_Your task_: What you write must match the records exactly, except for the images, which are left out.

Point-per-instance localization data
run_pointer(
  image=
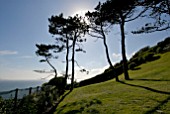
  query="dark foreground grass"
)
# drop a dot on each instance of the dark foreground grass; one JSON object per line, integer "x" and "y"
{"x": 148, "y": 92}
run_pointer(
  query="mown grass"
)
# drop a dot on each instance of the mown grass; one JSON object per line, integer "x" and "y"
{"x": 148, "y": 92}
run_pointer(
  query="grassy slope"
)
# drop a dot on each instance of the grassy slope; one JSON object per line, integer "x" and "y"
{"x": 148, "y": 92}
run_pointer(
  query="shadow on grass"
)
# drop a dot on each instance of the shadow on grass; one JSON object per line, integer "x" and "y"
{"x": 156, "y": 109}
{"x": 53, "y": 109}
{"x": 147, "y": 88}
{"x": 84, "y": 106}
{"x": 136, "y": 68}
{"x": 151, "y": 79}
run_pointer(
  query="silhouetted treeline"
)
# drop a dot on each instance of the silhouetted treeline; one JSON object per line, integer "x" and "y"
{"x": 144, "y": 55}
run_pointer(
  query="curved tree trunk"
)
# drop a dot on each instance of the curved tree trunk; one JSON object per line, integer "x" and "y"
{"x": 67, "y": 60}
{"x": 125, "y": 66}
{"x": 55, "y": 70}
{"x": 73, "y": 53}
{"x": 107, "y": 54}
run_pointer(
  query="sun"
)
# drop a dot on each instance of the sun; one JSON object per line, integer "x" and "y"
{"x": 82, "y": 14}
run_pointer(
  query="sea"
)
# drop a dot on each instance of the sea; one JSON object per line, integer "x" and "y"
{"x": 8, "y": 87}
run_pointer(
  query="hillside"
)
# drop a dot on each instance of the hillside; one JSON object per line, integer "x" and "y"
{"x": 147, "y": 92}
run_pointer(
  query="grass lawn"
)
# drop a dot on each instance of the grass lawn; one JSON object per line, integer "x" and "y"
{"x": 147, "y": 93}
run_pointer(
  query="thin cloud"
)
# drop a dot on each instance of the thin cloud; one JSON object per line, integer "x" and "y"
{"x": 26, "y": 57}
{"x": 8, "y": 52}
{"x": 116, "y": 56}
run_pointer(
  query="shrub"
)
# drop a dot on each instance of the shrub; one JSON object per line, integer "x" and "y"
{"x": 132, "y": 65}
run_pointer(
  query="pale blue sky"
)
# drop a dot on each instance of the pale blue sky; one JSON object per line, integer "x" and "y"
{"x": 23, "y": 23}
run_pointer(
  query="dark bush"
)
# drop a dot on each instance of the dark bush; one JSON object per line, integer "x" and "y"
{"x": 132, "y": 65}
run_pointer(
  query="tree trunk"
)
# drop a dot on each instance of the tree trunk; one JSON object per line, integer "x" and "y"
{"x": 55, "y": 71}
{"x": 67, "y": 61}
{"x": 73, "y": 53}
{"x": 107, "y": 54}
{"x": 125, "y": 66}
{"x": 167, "y": 3}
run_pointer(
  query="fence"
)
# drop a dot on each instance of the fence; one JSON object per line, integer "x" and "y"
{"x": 19, "y": 93}
{"x": 37, "y": 99}
{"x": 13, "y": 97}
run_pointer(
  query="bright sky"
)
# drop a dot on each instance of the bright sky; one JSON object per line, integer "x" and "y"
{"x": 24, "y": 23}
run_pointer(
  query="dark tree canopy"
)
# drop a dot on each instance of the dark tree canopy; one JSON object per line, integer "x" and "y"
{"x": 159, "y": 12}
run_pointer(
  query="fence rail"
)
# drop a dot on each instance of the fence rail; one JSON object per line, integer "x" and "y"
{"x": 19, "y": 93}
{"x": 37, "y": 99}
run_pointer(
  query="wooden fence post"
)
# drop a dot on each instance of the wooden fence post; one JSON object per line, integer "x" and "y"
{"x": 15, "y": 99}
{"x": 30, "y": 89}
{"x": 37, "y": 88}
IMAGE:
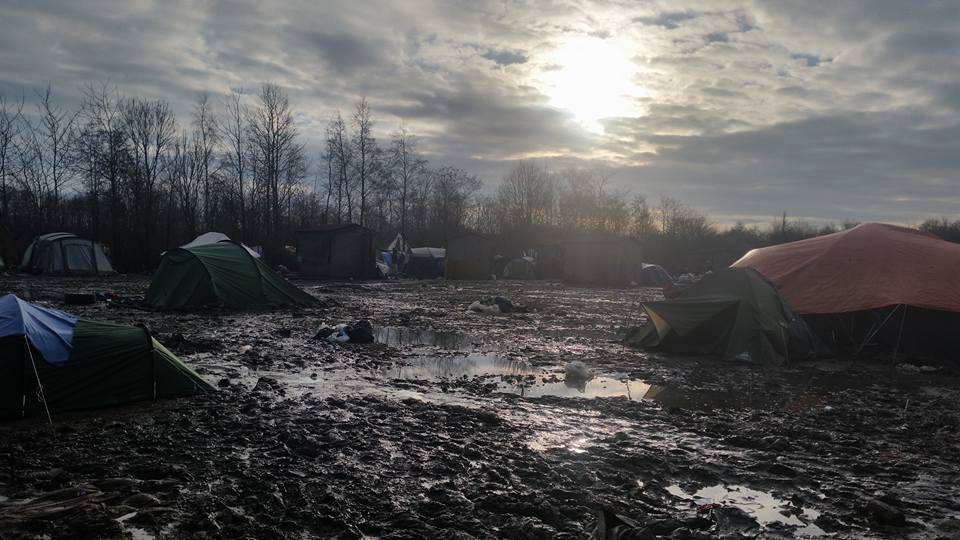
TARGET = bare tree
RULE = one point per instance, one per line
(527, 194)
(276, 150)
(365, 147)
(50, 139)
(103, 153)
(151, 131)
(452, 190)
(406, 166)
(206, 137)
(338, 146)
(11, 115)
(235, 132)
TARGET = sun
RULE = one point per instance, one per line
(593, 79)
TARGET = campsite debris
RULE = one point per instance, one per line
(498, 304)
(358, 332)
(80, 298)
(481, 306)
(577, 371)
(884, 513)
(318, 460)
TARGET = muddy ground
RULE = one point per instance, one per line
(460, 425)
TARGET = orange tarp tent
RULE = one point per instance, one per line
(870, 266)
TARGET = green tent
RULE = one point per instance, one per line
(81, 364)
(730, 313)
(223, 273)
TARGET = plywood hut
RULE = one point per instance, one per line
(337, 252)
(470, 256)
(602, 262)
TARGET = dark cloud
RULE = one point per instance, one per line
(811, 60)
(668, 20)
(750, 107)
(505, 58)
(346, 53)
(716, 37)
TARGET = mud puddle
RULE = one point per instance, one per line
(402, 336)
(762, 506)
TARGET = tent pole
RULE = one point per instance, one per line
(36, 373)
(874, 330)
(900, 333)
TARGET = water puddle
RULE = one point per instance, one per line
(762, 506)
(436, 368)
(516, 376)
(402, 336)
(139, 533)
(598, 387)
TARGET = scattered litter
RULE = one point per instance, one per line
(498, 304)
(577, 371)
(358, 332)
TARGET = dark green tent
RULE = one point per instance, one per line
(81, 364)
(224, 274)
(730, 313)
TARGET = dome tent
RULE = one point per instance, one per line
(872, 265)
(81, 364)
(65, 253)
(213, 238)
(733, 312)
(223, 273)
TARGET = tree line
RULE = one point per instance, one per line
(124, 170)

_Your response_:
run_pointer(
  image=
  query="dark foreground grass"
)
# drop a dot on each instance of the dark foreground grass; one JSON object per line, integer "x" and "y"
{"x": 148, "y": 92}
run_pointer(
  query="mown grass"
)
# drop a dot on each instance of the mown grass; one JSON object per line, integer "x" and "y"
{"x": 148, "y": 92}
run_pointer(
  query="grassy slope"
)
# drop a dot on each instance of the grassy slope; one JSON object per line, integer "x" and "y"
{"x": 148, "y": 92}
run_pointer(
  query="shadow on grass"
)
# drop a dot on each instance of the shadow on grass; one JSON object per line, integer "x" and "y"
{"x": 156, "y": 109}
{"x": 53, "y": 109}
{"x": 147, "y": 88}
{"x": 84, "y": 106}
{"x": 136, "y": 68}
{"x": 151, "y": 79}
run_pointer(
  query="silhouetted treeline"
)
# drop a dot on each instance of the silhouetted treeline; one JSON object per line, integer "x" and "y"
{"x": 144, "y": 55}
run_pointer(
  query="curved tree trunk"
)
# drop a dot on each instance of the curved tree trunk; one JSON object per line, integer "x" and "y"
{"x": 67, "y": 60}
{"x": 125, "y": 66}
{"x": 55, "y": 70}
{"x": 73, "y": 53}
{"x": 107, "y": 54}
run_pointer(
  query="sun"
)
# drop a dot on each instance of the sun; one JSON object per line, integer "x" and "y"
{"x": 82, "y": 14}
run_pointer(
  query="sea"
)
# drop a dot on each instance of the sea; one JSON object per line, integer "x" and "y"
{"x": 8, "y": 87}
run_pointer(
  query="hillside"
)
# drop a dot on each instance of the hillside; one JSON object per line, integer "x" and "y"
{"x": 147, "y": 92}
run_pointer(
  query="grass lawn"
)
# drop a dot on each instance of the grass lawn; one JSON object per line, integer "x" and "y"
{"x": 147, "y": 93}
run_pointer(
  query="thin cloud"
)
# drop a dot on each instance of the thin cloud; one JSON object per line, integer "x" and "y"
{"x": 26, "y": 57}
{"x": 8, "y": 52}
{"x": 116, "y": 56}
run_pointer(
  query="shrub"
)
# drop a dot on each instance of the shrub; one JSON object per line, integer "x" and "y"
{"x": 132, "y": 65}
run_pointer(
  query="pale blue sky"
)
# drop a dot on each instance of the pale blue sky; one JSON object per line, integer "x" and "y"
{"x": 23, "y": 23}
run_pointer(
  query="dark bush"
)
# drop a dot on each instance of the dark bush; one JSON object per line, integer "x" and "y"
{"x": 132, "y": 65}
run_pointer(
  query="tree trunk"
)
# drop a dot on each instance of the tree trunk; one JSON object per line, integer "x" and "y"
{"x": 55, "y": 71}
{"x": 67, "y": 61}
{"x": 73, "y": 53}
{"x": 107, "y": 54}
{"x": 125, "y": 66}
{"x": 167, "y": 3}
run_pointer(
  query="fence"
)
# drop a dot on each instance of the fence; one JSON object per line, integer "x" and "y"
{"x": 19, "y": 93}
{"x": 37, "y": 99}
{"x": 13, "y": 97}
run_pointer(
  query="bright sky"
)
# drop a dot on each instance of the bright sky; one JSON object per line, integer "x" and "y"
{"x": 24, "y": 23}
run_pointer(
  query="dark tree canopy"
)
# drop a dot on each instance of the dark tree canopy; one JSON object per line, integer "x" and "y"
{"x": 159, "y": 12}
run_pointer(
  query="fence rail"
)
# drop a dot on each instance of the fence rail; one JSON object per line, integer "x" and "y"
{"x": 19, "y": 93}
{"x": 37, "y": 99}
run_pointer(
  query="wooden fence post"
)
# drop a dot on each instance of the wooden fence post; one JSON object per line, integer "x" and "y"
{"x": 15, "y": 99}
{"x": 30, "y": 89}
{"x": 37, "y": 88}
IMAGE:
TARGET = bare tree
RULE = one point per instance, one per line
(527, 194)
(276, 150)
(365, 147)
(50, 139)
(103, 153)
(151, 131)
(452, 190)
(406, 166)
(206, 137)
(338, 146)
(11, 115)
(235, 132)
TARGET = sun
RULE = one point per instance, one per line
(593, 79)
TARGET = campsite debris
RULE = one point per instance, one per line
(498, 304)
(358, 332)
(80, 298)
(481, 306)
(577, 371)
(884, 513)
(318, 460)
TARGET = muddy ground
RULE = one point per instance, one per line
(460, 425)
TARGET = orange tarp tent
RULE = one point per instance, one per line
(870, 266)
TARGET = green tent
RULE = one point per instance, one per line
(81, 364)
(730, 313)
(223, 273)
TARGET = plywood hut
RULE = one point per instance, one per line
(337, 252)
(470, 256)
(602, 262)
TARGET = dark cloud
RULE = one point per instance, one per line
(811, 60)
(668, 20)
(750, 107)
(505, 58)
(346, 53)
(716, 37)
TARGET = mud puddle
RULE = one point per instance, one per line
(402, 336)
(762, 506)
TARGET = tent pole
RULE = one point per instance, one per line
(36, 373)
(874, 330)
(900, 333)
TARGET = water puddle
RULE = one point per instance, one per line
(762, 506)
(436, 368)
(516, 376)
(402, 336)
(139, 533)
(598, 387)
TARGET = scattered litter
RULE = one point per instance, one per line
(498, 304)
(577, 371)
(358, 332)
TARGET = dark green tent
RULE = one point per instance, one per line
(81, 364)
(224, 274)
(730, 313)
TARGET = dome tent
RULE = one point per instance, one per line
(872, 265)
(81, 364)
(65, 253)
(213, 238)
(733, 312)
(223, 273)
TARGET = tree line
RULE = one point per instance, one per line
(124, 170)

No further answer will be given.